#### Instructions for the task
Pull out each line in the rows below that contains the word "soil".

#### Data supplied
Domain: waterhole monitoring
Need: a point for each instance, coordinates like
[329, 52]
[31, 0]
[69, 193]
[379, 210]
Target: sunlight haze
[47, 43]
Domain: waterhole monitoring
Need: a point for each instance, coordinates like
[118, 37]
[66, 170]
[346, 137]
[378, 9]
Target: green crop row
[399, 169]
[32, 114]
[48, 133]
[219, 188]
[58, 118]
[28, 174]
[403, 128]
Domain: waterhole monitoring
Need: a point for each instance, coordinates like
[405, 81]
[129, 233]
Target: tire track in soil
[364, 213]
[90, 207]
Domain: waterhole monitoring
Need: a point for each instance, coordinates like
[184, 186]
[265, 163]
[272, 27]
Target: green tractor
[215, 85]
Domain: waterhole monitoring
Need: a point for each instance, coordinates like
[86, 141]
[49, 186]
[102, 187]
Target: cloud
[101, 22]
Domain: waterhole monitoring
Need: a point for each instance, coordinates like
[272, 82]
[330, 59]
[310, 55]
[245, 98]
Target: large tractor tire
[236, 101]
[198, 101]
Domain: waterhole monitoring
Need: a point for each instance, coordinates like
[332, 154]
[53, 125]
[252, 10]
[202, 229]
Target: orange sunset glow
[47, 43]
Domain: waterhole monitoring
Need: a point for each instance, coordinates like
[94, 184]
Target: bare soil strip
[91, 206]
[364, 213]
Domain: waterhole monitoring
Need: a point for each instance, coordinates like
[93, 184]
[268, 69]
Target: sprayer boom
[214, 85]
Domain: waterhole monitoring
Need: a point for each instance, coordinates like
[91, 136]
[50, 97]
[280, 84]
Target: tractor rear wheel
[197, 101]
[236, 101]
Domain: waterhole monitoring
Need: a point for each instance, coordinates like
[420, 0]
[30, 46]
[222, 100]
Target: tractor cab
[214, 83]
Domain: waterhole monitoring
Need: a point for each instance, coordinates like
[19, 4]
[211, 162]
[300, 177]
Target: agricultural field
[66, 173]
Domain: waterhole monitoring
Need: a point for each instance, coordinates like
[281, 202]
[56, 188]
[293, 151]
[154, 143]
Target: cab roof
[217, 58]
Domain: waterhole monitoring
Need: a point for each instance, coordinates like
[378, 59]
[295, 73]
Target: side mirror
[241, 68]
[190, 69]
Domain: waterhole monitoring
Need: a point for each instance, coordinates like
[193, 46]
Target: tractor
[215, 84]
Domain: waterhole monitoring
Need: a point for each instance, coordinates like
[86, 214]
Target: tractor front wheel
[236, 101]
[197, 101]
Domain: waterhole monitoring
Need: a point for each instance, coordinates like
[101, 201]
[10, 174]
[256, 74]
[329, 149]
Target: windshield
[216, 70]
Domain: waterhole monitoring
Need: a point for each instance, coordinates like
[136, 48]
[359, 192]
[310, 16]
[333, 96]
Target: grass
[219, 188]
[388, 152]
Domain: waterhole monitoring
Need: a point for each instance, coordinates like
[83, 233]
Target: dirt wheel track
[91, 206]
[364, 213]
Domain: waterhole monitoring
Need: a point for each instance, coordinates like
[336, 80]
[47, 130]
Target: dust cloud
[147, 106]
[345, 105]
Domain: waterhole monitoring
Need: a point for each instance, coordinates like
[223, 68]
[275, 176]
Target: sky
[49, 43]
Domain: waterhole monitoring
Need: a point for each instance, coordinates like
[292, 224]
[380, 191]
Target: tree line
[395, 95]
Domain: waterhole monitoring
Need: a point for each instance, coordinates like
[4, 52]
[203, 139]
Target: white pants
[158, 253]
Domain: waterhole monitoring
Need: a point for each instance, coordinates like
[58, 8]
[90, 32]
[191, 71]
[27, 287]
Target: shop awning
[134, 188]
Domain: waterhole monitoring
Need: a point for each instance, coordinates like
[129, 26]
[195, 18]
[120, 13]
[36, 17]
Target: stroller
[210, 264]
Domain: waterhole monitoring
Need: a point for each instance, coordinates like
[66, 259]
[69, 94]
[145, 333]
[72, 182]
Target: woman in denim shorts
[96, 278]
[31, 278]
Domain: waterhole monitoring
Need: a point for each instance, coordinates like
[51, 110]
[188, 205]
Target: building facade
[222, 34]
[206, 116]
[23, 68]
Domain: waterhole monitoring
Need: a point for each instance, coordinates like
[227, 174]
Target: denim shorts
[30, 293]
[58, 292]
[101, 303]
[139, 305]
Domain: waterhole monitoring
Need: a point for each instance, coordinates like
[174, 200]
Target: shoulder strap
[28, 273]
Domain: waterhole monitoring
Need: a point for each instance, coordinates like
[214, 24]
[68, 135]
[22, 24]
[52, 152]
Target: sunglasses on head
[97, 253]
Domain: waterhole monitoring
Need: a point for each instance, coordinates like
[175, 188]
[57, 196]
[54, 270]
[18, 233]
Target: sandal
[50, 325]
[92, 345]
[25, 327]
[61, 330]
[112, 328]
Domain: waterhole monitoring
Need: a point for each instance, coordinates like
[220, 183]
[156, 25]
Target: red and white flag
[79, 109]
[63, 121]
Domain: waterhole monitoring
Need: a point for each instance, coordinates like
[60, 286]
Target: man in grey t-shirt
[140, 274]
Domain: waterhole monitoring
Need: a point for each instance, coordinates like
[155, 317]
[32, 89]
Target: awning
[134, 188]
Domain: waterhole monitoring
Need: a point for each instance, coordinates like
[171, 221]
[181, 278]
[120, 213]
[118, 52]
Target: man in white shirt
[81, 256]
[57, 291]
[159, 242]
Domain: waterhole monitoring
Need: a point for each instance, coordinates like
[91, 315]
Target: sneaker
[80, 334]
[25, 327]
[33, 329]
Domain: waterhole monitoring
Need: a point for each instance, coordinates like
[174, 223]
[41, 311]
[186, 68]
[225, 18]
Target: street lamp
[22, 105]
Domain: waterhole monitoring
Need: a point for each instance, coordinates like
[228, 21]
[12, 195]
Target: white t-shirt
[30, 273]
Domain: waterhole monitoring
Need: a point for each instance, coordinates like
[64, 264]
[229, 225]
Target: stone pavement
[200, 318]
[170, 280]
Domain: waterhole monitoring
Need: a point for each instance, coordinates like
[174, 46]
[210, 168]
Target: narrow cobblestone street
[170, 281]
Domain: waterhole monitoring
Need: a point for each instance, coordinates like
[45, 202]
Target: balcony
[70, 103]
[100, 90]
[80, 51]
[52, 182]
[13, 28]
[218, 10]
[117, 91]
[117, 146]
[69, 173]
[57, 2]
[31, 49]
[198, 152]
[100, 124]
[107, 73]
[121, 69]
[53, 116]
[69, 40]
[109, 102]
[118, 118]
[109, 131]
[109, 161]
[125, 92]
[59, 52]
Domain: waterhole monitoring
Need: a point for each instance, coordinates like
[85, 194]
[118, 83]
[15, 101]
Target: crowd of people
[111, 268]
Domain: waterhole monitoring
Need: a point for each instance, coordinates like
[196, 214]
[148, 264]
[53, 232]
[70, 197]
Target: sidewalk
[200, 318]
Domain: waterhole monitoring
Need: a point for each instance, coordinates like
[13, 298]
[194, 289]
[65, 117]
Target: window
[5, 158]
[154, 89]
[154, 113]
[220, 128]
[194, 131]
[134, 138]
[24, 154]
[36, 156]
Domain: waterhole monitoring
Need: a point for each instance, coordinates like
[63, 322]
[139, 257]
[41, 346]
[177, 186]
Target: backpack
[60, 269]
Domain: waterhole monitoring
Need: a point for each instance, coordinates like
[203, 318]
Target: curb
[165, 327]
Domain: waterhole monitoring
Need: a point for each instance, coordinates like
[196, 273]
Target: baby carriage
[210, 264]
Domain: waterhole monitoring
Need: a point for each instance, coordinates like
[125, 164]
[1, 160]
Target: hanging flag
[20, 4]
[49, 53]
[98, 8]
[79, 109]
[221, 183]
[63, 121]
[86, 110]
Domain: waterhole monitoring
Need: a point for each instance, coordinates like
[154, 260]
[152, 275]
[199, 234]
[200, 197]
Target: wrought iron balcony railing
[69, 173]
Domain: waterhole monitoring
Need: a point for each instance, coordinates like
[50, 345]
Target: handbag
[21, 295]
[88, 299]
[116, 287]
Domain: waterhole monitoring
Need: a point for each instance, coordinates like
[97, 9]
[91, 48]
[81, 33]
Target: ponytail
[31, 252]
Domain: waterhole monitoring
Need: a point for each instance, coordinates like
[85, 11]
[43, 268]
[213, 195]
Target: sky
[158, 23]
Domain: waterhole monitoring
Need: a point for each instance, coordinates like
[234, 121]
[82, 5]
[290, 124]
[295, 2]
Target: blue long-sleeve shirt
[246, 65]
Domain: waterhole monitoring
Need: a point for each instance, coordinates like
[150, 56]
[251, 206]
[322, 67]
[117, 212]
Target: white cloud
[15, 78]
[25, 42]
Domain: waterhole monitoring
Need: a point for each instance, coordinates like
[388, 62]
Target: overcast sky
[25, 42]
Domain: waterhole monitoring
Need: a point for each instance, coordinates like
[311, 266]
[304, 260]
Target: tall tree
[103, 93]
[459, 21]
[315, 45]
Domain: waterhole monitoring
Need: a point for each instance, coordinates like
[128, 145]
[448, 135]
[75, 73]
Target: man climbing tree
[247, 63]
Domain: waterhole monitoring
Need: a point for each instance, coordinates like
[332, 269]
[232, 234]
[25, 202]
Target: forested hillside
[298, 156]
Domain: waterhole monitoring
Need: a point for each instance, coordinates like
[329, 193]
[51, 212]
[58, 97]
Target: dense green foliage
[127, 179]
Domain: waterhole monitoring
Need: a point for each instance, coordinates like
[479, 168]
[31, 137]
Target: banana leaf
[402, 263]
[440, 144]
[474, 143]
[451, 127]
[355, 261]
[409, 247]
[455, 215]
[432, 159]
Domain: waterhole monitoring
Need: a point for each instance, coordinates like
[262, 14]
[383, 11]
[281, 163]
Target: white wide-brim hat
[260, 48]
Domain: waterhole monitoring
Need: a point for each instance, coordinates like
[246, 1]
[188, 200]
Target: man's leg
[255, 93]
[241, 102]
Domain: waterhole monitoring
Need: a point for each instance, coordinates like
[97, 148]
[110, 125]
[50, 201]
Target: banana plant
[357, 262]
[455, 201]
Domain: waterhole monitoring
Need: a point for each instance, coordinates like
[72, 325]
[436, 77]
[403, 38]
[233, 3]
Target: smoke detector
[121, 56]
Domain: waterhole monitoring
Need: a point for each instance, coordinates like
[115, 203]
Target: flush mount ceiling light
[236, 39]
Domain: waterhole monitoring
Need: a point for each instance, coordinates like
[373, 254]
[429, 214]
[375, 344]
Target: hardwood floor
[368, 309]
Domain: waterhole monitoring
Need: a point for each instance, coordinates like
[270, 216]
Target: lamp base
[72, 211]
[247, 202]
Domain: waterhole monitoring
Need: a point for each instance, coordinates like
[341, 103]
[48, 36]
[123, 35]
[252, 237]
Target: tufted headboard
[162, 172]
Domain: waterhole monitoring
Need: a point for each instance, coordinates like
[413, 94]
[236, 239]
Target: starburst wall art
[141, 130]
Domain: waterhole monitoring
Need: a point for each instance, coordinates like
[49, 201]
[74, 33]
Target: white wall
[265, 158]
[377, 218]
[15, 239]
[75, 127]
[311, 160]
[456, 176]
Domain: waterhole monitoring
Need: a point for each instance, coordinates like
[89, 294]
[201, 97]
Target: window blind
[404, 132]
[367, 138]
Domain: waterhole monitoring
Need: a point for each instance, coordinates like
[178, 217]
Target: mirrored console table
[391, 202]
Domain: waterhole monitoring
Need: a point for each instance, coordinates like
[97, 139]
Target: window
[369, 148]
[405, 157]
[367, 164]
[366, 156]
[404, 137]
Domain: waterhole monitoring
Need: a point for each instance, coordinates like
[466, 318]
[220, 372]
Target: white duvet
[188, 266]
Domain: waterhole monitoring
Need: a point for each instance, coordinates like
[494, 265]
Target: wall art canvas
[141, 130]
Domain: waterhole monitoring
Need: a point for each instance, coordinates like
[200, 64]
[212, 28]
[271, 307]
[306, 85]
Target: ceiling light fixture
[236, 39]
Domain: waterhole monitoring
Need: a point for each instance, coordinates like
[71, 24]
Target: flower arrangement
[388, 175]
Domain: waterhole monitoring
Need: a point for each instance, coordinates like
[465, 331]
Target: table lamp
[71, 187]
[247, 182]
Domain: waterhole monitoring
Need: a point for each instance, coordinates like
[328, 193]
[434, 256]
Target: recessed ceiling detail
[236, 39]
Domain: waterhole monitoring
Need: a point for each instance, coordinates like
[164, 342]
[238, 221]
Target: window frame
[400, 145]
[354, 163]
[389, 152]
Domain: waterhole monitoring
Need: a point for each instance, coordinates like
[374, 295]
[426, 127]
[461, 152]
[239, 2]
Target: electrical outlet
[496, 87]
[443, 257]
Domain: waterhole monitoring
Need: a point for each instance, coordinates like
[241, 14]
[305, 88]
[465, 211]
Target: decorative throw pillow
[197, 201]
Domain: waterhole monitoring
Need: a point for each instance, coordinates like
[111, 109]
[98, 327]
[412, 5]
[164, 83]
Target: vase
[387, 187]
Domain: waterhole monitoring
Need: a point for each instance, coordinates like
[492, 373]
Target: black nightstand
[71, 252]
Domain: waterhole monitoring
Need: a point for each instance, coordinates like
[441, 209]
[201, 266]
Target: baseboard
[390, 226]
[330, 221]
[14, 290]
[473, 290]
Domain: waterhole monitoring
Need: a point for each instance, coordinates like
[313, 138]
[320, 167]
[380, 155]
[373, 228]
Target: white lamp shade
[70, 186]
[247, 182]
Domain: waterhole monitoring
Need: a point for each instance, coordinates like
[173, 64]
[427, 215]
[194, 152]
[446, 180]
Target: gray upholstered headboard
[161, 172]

#### In response
Target: tire track in soil
Target: bare soil strip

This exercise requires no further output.